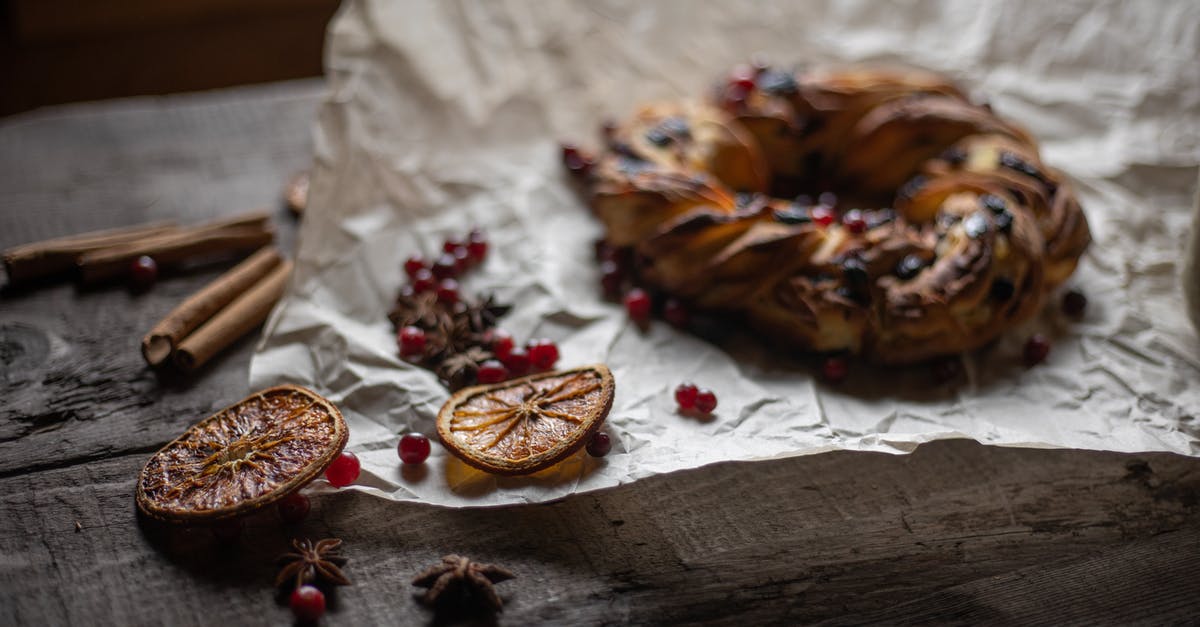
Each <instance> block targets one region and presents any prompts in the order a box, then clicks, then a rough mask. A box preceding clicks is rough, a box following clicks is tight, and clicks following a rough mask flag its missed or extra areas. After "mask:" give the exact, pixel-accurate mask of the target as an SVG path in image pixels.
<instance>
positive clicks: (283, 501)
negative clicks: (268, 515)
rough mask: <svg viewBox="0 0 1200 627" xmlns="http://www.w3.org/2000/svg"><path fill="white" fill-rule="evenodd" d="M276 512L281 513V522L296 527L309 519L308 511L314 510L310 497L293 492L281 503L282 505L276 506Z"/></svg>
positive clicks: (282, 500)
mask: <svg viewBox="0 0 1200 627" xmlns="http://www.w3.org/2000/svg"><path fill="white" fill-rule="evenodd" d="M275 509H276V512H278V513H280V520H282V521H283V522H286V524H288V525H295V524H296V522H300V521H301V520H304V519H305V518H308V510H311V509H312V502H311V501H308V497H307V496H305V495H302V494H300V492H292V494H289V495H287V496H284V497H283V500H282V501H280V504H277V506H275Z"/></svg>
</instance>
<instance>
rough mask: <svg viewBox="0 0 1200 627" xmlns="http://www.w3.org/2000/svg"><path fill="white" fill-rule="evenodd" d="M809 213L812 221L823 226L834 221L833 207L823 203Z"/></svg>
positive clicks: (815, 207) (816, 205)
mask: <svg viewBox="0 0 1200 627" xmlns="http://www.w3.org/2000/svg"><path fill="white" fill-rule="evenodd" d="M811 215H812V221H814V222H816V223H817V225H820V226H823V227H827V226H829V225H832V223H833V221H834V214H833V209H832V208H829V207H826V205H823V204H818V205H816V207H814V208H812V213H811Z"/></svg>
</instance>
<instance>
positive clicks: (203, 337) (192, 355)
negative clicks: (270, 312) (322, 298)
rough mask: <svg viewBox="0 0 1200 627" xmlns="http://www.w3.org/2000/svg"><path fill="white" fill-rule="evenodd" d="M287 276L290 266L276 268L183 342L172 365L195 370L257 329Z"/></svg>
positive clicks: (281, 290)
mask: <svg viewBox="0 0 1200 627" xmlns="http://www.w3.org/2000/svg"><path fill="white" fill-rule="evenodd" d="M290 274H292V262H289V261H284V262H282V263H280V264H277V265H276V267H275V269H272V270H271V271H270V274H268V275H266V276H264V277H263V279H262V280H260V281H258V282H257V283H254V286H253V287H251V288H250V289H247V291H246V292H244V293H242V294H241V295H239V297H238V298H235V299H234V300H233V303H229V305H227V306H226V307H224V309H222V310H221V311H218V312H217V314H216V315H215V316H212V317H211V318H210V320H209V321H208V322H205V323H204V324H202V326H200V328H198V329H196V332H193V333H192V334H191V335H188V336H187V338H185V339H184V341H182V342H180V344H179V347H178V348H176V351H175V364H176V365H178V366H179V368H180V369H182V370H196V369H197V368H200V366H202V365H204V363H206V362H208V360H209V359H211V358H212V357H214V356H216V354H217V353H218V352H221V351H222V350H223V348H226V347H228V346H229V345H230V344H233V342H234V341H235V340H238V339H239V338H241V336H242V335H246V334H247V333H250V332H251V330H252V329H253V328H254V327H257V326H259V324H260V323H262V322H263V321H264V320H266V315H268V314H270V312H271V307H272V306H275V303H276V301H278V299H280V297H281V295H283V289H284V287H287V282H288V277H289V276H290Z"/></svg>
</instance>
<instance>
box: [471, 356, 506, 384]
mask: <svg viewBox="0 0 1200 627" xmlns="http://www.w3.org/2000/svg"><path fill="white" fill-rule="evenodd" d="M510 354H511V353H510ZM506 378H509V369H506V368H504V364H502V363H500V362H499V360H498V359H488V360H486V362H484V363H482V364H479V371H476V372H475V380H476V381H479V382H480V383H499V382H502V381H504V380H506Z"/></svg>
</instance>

● **Problem details**
Check the data for the word "rough" and pull out the lines that have it.

● **The answer**
Each <instance> block targets one region and presents any prompts in the order a box, then clicks, then a rough mask. A box preceding clicks is rough, a box following clicks is tight, and clicks following a rough mask flag its missed or extra areas. After "mask:" give the exact, pixel-accurate mask of the target as an SVG path in image pixels.
rough mask: <svg viewBox="0 0 1200 627" xmlns="http://www.w3.org/2000/svg"><path fill="white" fill-rule="evenodd" d="M276 512L281 513V522L296 527L309 519L308 511L314 510L310 497L293 492L281 503L282 505L276 506Z"/></svg>
rough mask: <svg viewBox="0 0 1200 627" xmlns="http://www.w3.org/2000/svg"><path fill="white" fill-rule="evenodd" d="M809 213L812 221L823 226L834 221L833 207L823 203Z"/></svg>
rough mask: <svg viewBox="0 0 1200 627" xmlns="http://www.w3.org/2000/svg"><path fill="white" fill-rule="evenodd" d="M287 276L290 266L276 268L183 342L172 365L195 370L257 329Z"/></svg>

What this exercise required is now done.